▶ **Stated exercise 1**
In the post about Marcus Stroman's Citi Field debut, which batter did Stroman strike out to end the first inning?

▶ **Passage given**
---

It Felt Like Shea

Conforto Walk Off

There’s so much to wade through from Friday. Let’s start at the beginning:

Marcus Stroman’s Citi Field Debut

It Felt Like Shea
Marcus Stroman’s Citi Field debut was anything but dull (Metstradamus)

The first thing you notice about Stroman, if you’re sitting in the right spot, is how the sun reflects on the charm around his neck. This isn’t meant to be a commentary on baseball players wearing jewelry. He can wear an entire Kay Jewelers franchise around his neck if he wants. But it’s a metaphor for Stroman coming to us with a little sparkle. It was kinda cool … like a toothpaste commercial where the gleam comes off the actor’s teeth. Stroman comes with a figurative and literal sparkle, a gleam, whatever extra you want to call it. Stroman has it.

The second thing you notice, or at least I noticed from the upper deck, was that when Marcus Stroman is pitching in a game for you, you and that game have every bit of his attention. He’s not the quickest worker in the world, but every drop of heart and soul and mind he has is poured into every pitch. He’s definitely a pitcher that runs on equal parts emotion and thought. The wheels are turning and the afterburners are on. He worked his way through a tough first inning but struck out Juan Soto to end it. Watching the highlights later you could clearly see that Stroman was cognizant of the crowd and of the moment … pointing to the stands saying what looked to be “I feel you, I feel you.”

It Felt Like Shea
Juan Soto was one of nine strikeout victims for Stroman (Metstradamus)

A Playoff Atmosphere

Stroman struck out seven through the first three innings and then here comes the fourth. Now in retrospect, the glaring sign that things were going to go our way was the Anthony Rendon RBI triple. That sounds weird, but Rendon’s gapper caused Jeff McNeil and Michael Conforto to collide awkwardly and collapse in a heap at the warning track, with Conforto ambling to his feet to get the ball back in the infield. The one thing I said at that moment, and here’s our signal, was that both players got up, walked away, and remained in the game. (If this was 2010 or some similar season, both players would have been ridden off in an ambulance, causing tire tracks on the grass causing a third injury later in the game.)

---

▶ **Dataset rows**
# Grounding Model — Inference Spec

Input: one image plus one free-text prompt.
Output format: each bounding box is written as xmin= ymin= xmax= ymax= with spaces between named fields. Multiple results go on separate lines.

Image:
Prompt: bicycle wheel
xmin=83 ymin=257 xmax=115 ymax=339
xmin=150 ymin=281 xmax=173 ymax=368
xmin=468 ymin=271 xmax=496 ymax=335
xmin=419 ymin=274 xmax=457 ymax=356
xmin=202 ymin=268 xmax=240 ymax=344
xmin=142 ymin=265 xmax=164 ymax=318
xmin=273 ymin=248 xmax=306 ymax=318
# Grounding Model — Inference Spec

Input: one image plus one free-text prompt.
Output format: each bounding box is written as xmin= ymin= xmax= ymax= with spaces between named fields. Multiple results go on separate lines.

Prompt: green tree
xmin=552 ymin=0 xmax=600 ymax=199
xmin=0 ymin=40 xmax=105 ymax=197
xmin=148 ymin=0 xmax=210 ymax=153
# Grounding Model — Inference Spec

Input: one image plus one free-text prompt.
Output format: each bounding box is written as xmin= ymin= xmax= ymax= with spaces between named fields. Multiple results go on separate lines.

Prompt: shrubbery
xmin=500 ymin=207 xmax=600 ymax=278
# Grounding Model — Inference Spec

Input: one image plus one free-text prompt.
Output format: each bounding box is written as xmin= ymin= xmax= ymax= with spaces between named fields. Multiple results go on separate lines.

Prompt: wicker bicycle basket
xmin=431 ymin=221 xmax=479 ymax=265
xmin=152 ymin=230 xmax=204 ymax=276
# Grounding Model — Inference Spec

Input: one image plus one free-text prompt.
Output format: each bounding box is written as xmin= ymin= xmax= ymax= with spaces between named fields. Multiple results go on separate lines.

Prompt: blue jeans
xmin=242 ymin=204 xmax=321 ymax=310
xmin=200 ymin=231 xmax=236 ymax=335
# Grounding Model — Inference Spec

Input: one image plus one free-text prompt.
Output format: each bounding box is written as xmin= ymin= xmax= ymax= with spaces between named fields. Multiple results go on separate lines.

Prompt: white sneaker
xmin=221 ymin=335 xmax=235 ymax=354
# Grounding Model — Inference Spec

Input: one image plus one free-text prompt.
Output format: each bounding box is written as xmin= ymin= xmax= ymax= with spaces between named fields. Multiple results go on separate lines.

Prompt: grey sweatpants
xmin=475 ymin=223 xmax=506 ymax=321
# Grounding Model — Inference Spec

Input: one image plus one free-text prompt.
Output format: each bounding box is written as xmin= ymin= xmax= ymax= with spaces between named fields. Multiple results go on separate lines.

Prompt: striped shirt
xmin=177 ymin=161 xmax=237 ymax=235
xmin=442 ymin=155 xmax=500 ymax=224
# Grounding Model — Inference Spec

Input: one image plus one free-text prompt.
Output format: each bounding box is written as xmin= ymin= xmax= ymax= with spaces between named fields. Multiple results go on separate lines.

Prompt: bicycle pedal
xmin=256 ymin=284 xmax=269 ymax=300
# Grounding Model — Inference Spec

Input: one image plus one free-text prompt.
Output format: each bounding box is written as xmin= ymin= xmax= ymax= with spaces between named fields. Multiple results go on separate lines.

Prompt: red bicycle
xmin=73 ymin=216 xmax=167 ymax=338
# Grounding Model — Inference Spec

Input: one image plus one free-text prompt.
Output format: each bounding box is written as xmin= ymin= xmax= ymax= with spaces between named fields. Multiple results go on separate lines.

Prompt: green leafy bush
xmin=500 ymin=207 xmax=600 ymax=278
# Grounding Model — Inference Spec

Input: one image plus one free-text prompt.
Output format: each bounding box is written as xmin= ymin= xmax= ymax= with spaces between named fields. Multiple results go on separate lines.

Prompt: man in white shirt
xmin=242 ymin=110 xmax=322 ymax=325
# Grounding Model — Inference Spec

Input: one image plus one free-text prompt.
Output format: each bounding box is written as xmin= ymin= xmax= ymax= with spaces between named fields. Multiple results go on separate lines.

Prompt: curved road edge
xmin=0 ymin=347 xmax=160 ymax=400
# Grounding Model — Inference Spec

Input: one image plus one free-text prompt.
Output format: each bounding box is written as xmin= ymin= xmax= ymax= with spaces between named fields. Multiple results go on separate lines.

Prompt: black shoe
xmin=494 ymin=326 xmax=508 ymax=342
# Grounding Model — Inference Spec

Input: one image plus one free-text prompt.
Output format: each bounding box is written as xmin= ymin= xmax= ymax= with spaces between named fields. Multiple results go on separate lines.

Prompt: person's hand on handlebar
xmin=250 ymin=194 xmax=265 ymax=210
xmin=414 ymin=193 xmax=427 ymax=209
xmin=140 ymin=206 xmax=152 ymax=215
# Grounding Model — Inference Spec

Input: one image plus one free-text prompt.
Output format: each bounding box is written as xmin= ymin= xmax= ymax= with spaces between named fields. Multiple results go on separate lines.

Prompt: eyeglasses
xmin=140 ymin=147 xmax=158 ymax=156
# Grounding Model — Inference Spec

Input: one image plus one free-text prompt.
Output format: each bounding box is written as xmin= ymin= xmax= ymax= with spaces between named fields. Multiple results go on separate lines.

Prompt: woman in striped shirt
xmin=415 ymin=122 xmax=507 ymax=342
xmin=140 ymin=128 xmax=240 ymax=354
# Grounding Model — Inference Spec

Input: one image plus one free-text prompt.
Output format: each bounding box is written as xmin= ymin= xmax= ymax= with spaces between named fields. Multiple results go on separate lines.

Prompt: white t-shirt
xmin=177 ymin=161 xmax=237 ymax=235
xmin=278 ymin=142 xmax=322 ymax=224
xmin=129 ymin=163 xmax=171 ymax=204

---

▶ **Stated exercise 2**
List every line of the listing that contains the word "green".

▶ **Correct answer 1**
Juan Soto

▶ **Correct answer 2**
Prompt: green tree
Prompt: green leafy bush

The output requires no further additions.